▶ _Document extract_
^^^^^^^^^^^^^^^^
Simplifying App Deployments for Developers – A Short History from Timesharing to Serverless


I have been in the IT industry for a few decades now and have helped launch waves of technology in the constant pursuit of making computing easier, cheaper and with greater uptime. This all started well before my entry into the IT industry and will continue to well past the time I retire. However, it is always good to understand where we have been and look how far we have come to understand how we can continue to make it even better. After all, computing is simply the automation of manual tasks as a way to help organizations better serve their customers or citizens.

An example of this need: in 1880, the population of the United States had grown so large that it took seven years to manually tabulate the results of the U.S. Census — good thing the U.S. Census is only done once per decade.

Source: Wikipedia

Why Automation is Important

It is not a surprise that the initial applications of computing were for governmental needs. Very quickly the demand for such automation extended to businesses, but to do so the computing had to become even more affordable, more available and more flexible. 

In the early days of computing each customer had to own and manage their own computer systems. There were no service providers. Then came timesharing of Mainframes and this provided an entry point for service providers to launch their businesses. Later on additional partitioning/virtualization technologies arose such as virtual machines with hypervisors, containers and then serverless. The point of the article is to recap the progression of these “virtualization” technologies to make computing more nimble, more available, more flexible and less costly and why this matters for both developers and operators. The goal is to further release us from the mundane tasks and free us up to do real value-add work of creating and deploying new applications which deliver services for the business to better serve end customers.

The First Leap Forward

The major advancement in the data center in the 1970s was the jump from a single user or single application per machine to a shared service model known as timesharing. Unlike a dedicated PC per user today where the cost is relatively affordable, the Mainframe computers of the 1950s-1970s were horrendously expensive machines costing millions of dollars in hardware alone. It was made worse by the large amount of idle compute time it took to enter a single program via punch cards or paper tape for use by a single user. The return on investment was poor with these large single user/single application machines. Thus leading to timesharing where multiple users can simultaneously use a single computer through the fractional allocation of computing resources and only be billed for that usage.

Source: Computer Notes

Timesharing was the forerunner to virtual machines, containers and serverless computing as we know them today. However, timesharing was a coarser implementation where ALL available resources were quickly switched between users for different tasks. Users experienced a sufficiently quick response time that led them to believe they were the sole user. Timesharing, though, impacted all users whenever there was an outage. Timesharing gave developers access to scarce Mainframe resources, but was always pushing the boundaries of acceptable latency.
^^^^^^^^^^^^^^^^
▶ _Dataset extract_
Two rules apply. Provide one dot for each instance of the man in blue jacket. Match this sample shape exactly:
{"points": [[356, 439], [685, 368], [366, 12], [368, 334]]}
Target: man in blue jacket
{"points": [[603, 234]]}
^^^^^^^^^^^^^^^^
▶ _What you will do_
(1) In the history of app deployments from timesharing to serverless, how long did it take to tabulate the 1880 U.S. Census by hand?
(2) Write the next part of the history of app deployments from timesharing to serverless, starting after its last sentence.

▶ _Answers to the exercise_
(1) Seven years.

(2)
Virtual Machines

Virtual machines, containers and serverless computing address this fragility by minimizing the impact of system failures and breaches on different users. Virtual machines, invented by IBM for Mainframes and later popularized by VMware on x86 industry standard computing, provided separate computing instances, each with its own operating system and application stack, as a way to dedicate resources to particular workloads or users. This helped developers avoid having the applications they developed be trapped by the latency of Timesharing.

Source: USF Explorer

Containers

Containers dedicate critical resources more efficiently by providing separate instances for applications, but allowing the instances to all share a single copy of an operating system which minimizes the system overhead burden. Containers also perform faster than virtual machines and can be spun up and down much more quickly since they don’t require a hypervisor. Given containers’ small size, hundreds or thousands of them can be run on a single server versus a few dozen virtual machines running on a single server. The leading container offerings are Docker and the Open Container Initiative (OCI) for single nodes and Kubernetes for clustered container management.

Source: Docker

Containers provide you the freedom to deploy version specific software packages, including the OS, programming languages and runtime environments. Of course that freedom comes with a cost — containers require effort to set-up and maintain them over time. Furthermore, as you divide monolithic applications into smaller microservices, these will each need their own containers, which will then need some type of orchestration to work together. And all of these containers will need their own OS updates, security patches, etc. 

“While you can configure the container orchestration platform to automatically handle traffic fluctuations for you (a.k.a, self-healing and auto-scaling), the process of detecting those traffic pattern changes and spinning the containers up or down won’t be instantaneous. A complete shutdown where no container-related infrastructure is running at all (e.g. when there’s no traffic) will also not be possible. There will always be runtime costs.”  — Phillip Muns, Serverless Inc.

Serverless

The next evolution in virtualization is serverless (sometimes referred to as Functions as a Service or FaaS). Serverless functions are smaller than container microservices and have no system dependencies to configure, thus they can be faster to deploy. Whereas containers are configured to run on any current Linux or certain versions of Microsoft Windows Server operating systems on any x86 industry standard machine, serverless is typically deployed on a public cloud service and closely tied to that public cloud’s architecture. Thus, though they may be more nimble, different serverless implementations can be thought of as proprietary and are not portable across different cloud vendor platforms. 
Currently, there are some limitations with vendor support and ecosystem lock-in. Programming languages and runtimes are limited to whichever the provider supports (though there are some workarounds (or “shims”) available to overcome those restrictions). Event sources (which trigger all your functions) are usually services that the specific cloud provider offers.

Source: XenonStack

Despite the name, serverless functions still run on servers from the public cloud provider. However, the offering is focused on providing back-end services to spin up and run applications on an as-used basis, but offload from the developer the burden of configuring to any particular hardware — therefore the name serverless. An example of serverless offerings would be Google Cloud Functions. The beauty of serverless is that the software developer focuses on the business logic and does not worry about the infrastructure as the public cloud vendor provides that.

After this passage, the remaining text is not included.